Locate every line in the data below that contains the word "blue", and reproduce each such line in full.

RECORDS FOR PROCESSING.
───
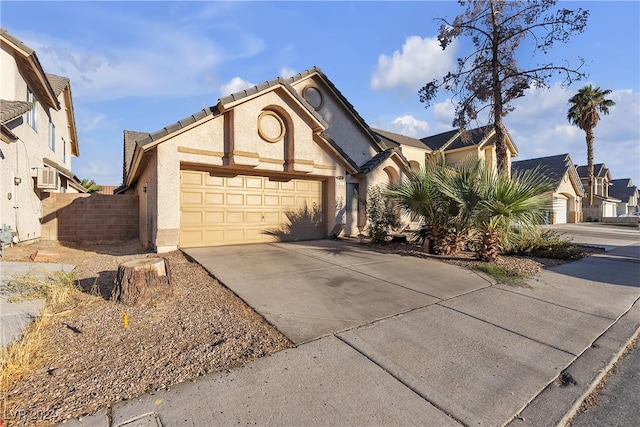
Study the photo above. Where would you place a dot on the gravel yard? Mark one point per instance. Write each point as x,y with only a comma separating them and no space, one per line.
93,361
───
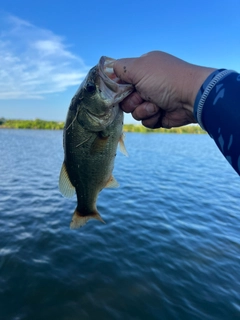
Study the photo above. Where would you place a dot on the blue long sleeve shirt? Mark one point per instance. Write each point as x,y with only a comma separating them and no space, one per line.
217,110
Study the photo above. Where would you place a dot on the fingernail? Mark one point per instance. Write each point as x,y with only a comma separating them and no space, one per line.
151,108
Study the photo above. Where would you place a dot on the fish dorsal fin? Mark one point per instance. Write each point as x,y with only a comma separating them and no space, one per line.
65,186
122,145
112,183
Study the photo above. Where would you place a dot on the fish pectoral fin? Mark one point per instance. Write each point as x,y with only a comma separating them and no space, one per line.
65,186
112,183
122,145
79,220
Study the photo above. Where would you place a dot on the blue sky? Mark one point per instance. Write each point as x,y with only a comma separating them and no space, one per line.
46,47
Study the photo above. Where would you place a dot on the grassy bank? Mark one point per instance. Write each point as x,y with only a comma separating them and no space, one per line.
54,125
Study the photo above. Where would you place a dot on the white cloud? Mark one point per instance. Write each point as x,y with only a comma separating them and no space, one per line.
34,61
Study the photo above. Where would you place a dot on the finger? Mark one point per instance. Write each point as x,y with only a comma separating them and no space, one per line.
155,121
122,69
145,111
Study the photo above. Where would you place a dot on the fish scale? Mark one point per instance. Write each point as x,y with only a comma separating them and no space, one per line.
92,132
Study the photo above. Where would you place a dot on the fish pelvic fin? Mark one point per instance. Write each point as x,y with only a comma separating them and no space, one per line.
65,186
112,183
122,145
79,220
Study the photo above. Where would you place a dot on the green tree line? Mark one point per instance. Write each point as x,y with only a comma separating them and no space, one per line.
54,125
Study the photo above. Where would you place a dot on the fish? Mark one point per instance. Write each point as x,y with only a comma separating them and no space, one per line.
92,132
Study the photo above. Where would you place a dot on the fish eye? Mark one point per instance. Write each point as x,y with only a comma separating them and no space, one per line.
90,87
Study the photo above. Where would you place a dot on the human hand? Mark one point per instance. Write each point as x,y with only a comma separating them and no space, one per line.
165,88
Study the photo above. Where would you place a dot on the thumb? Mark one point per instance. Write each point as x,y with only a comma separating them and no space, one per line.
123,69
───
ANSWER.
Study the photo above. Where would you place a dot on the blue long sleeve shirt? Mark one point per instance. Write each point as x,y with only a comma separating them and no space, one per line.
Study the photo above. Where would you place a dot on the blue sky? Mark one point per instance. Write each point as x,y with only a comma separating them and no space, one per line.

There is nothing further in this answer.